*** INPUT DATA ***

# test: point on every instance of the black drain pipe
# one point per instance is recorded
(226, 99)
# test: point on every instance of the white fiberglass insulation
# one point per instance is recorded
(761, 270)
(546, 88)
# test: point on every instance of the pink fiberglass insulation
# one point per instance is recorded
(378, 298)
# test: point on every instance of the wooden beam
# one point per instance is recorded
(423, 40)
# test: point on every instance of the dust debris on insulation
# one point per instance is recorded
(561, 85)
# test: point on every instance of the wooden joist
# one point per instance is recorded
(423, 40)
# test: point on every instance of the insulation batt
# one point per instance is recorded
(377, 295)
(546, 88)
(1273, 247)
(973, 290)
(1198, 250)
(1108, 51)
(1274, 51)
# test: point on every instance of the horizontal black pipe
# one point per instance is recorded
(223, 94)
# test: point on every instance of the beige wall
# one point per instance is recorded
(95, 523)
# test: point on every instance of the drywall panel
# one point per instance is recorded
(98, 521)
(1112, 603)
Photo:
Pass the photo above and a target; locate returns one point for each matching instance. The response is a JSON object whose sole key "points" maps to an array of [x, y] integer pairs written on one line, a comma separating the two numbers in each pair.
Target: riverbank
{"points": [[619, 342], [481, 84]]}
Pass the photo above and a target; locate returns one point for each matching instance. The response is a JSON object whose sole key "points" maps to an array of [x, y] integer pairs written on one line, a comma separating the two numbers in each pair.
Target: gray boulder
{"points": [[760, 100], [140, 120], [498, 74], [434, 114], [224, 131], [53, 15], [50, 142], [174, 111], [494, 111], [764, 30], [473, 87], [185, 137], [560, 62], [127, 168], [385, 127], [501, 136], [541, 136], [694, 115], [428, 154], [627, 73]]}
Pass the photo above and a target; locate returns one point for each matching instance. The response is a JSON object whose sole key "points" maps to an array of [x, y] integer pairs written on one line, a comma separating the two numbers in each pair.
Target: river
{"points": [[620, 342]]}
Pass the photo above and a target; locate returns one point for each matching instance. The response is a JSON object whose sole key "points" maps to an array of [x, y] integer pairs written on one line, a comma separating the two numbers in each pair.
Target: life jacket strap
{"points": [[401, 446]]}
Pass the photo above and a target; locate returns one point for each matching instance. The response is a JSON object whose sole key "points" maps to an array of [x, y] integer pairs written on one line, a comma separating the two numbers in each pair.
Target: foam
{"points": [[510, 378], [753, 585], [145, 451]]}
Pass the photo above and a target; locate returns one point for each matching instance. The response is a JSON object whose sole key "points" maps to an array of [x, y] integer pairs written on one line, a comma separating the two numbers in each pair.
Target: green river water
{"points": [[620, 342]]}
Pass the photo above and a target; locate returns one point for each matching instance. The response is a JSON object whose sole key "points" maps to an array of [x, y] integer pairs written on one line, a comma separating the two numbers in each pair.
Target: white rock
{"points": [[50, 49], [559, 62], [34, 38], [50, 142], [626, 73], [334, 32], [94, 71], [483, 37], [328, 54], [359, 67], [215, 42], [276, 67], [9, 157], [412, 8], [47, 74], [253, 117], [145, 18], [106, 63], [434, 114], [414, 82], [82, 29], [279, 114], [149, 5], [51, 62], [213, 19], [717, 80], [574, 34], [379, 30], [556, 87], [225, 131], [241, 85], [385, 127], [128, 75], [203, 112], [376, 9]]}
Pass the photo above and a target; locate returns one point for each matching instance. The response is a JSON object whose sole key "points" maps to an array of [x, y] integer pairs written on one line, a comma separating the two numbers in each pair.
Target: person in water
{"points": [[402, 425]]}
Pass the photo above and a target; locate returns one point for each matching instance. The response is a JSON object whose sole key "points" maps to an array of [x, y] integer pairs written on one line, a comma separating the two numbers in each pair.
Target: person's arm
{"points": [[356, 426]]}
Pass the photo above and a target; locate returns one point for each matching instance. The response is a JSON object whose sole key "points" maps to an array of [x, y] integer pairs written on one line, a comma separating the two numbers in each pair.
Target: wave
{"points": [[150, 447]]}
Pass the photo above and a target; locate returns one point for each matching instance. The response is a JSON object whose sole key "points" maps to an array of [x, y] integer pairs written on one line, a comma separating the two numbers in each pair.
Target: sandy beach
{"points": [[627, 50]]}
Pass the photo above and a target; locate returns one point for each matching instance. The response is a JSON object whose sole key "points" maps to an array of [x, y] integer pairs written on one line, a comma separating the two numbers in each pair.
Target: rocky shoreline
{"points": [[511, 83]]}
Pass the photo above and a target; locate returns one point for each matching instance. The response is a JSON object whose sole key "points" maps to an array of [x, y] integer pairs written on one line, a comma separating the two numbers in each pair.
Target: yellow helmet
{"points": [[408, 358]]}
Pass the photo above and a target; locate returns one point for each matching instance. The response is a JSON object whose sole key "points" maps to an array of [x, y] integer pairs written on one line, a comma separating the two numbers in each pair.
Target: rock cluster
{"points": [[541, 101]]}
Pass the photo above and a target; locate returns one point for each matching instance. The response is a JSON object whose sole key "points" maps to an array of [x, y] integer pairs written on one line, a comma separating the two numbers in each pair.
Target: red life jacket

*** End of INPUT DATA ***
*** INPUT DATA ***

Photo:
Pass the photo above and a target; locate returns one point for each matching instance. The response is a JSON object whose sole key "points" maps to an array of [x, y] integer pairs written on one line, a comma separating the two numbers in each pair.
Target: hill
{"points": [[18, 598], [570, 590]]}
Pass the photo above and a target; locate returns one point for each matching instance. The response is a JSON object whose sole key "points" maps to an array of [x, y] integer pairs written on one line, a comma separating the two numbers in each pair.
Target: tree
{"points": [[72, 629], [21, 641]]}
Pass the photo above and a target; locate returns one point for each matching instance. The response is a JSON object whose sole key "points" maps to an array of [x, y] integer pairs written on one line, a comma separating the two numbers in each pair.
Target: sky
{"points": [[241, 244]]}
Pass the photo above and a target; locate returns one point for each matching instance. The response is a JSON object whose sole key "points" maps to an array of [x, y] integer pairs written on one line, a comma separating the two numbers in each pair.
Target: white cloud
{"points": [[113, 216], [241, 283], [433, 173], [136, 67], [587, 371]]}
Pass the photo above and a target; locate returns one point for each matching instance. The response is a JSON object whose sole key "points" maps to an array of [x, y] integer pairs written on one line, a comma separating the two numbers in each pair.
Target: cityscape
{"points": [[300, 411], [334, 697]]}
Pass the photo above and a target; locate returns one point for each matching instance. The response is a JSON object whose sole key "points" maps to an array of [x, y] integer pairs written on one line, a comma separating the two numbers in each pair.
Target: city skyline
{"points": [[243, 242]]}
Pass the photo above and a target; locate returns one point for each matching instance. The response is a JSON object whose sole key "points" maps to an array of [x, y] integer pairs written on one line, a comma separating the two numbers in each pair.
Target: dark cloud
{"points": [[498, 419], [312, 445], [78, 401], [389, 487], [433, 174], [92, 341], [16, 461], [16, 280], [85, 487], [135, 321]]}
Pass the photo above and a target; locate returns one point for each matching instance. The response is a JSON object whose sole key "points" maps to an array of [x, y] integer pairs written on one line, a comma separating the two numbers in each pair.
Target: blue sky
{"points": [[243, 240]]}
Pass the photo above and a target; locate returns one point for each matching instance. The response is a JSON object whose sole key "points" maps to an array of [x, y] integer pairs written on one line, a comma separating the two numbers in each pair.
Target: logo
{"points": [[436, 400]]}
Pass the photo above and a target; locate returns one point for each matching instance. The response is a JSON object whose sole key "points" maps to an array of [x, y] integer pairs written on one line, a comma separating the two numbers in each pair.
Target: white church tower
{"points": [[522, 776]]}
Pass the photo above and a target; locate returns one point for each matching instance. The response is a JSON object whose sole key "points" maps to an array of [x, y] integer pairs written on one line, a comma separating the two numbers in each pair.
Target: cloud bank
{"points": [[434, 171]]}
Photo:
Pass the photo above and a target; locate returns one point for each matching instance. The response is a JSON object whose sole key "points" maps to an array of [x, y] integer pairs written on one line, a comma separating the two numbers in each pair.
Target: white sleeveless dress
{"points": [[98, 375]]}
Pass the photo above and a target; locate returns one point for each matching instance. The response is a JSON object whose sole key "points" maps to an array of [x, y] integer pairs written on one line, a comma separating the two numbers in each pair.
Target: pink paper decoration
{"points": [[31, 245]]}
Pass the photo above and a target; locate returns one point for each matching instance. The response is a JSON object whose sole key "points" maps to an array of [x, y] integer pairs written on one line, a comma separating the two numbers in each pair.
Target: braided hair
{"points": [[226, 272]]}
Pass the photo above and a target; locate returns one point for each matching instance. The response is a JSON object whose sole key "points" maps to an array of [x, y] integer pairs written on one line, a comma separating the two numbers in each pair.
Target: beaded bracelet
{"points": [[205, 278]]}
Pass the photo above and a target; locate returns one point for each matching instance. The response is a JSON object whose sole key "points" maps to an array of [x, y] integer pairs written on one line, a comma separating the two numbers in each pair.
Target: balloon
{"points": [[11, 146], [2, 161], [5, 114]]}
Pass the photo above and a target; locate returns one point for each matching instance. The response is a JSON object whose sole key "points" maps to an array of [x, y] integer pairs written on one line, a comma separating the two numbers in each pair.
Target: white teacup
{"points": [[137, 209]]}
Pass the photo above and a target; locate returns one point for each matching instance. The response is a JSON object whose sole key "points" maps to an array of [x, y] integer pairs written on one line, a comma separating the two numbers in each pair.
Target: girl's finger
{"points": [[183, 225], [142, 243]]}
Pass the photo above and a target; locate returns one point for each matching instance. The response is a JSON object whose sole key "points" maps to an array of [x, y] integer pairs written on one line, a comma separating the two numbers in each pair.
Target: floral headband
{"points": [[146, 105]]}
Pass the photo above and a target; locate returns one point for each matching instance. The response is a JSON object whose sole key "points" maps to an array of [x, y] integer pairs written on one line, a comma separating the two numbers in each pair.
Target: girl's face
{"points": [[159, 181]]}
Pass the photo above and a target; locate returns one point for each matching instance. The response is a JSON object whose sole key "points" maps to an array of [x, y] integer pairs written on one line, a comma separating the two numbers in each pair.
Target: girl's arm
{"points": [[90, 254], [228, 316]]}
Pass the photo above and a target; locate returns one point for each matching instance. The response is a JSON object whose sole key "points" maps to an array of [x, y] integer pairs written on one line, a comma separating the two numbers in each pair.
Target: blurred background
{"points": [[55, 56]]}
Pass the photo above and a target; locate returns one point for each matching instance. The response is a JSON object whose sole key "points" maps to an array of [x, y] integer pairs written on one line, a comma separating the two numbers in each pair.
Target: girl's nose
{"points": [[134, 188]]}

*** End of INPUT DATA ***
*** INPUT DATA ***

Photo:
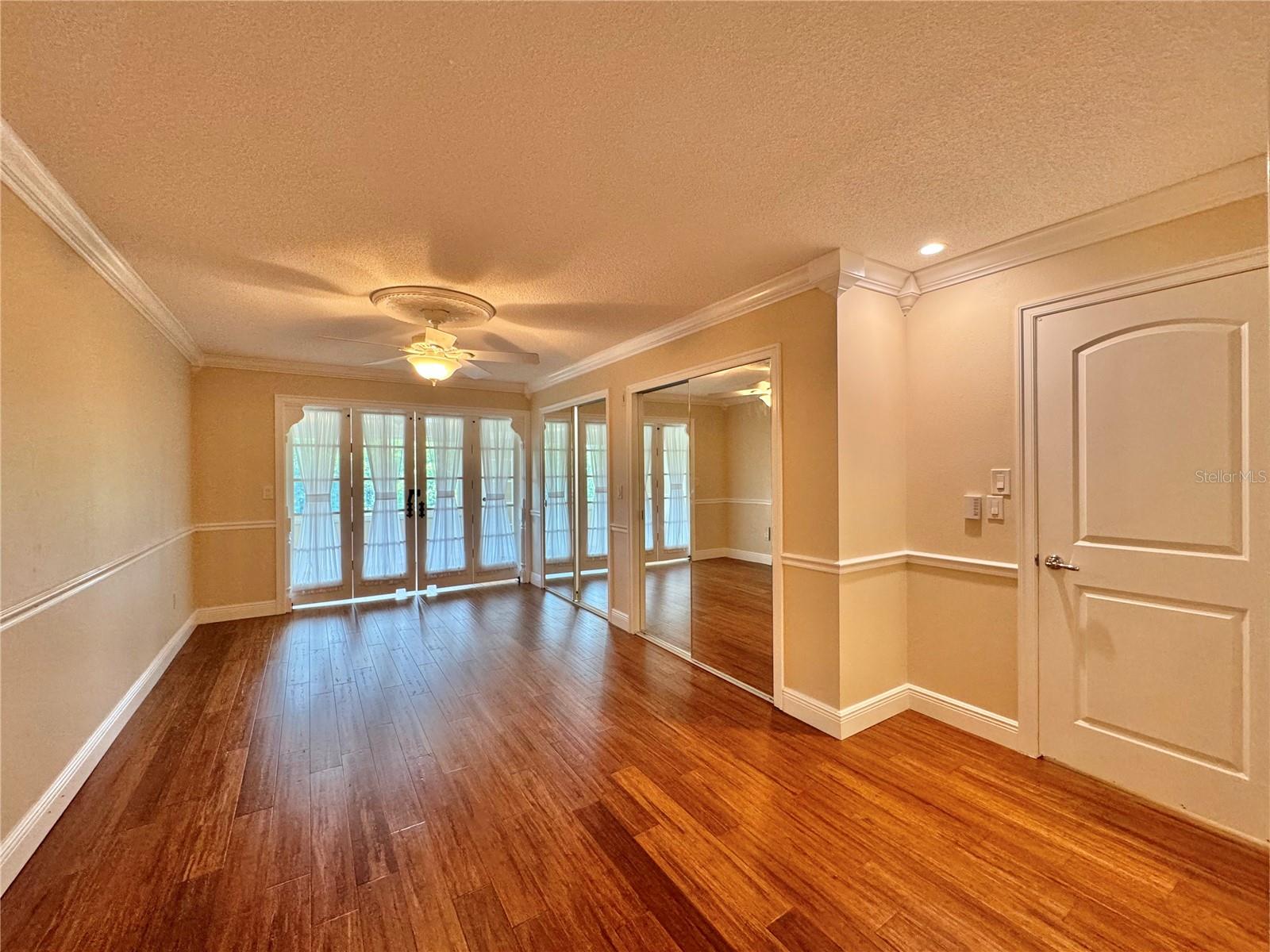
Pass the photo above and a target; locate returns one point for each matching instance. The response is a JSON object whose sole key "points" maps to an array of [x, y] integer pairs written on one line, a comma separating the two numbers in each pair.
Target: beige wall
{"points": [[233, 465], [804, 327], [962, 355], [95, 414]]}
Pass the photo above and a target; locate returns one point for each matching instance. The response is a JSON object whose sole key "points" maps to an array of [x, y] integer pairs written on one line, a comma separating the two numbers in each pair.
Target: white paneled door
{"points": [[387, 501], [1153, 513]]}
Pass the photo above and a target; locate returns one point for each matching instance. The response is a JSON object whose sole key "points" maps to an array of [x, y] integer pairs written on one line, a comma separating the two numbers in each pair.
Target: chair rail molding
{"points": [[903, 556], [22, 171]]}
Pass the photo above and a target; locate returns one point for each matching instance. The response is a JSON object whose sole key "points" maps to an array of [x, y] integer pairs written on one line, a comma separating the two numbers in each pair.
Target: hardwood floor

*** End of INPUT DATA ***

- **WORK TO BE COMPLETED**: Search the material above for the string "insulation", and copy every line in which it turns up.

- **RESULT OF THE EXERCISE**:
# test: point on every instance of the white fiberglass insulation
# test: point on every instance of the pink fiberglass insulation
# test: point on every instance of the dust debris on insulation
# test: point on every instance of the insulation batt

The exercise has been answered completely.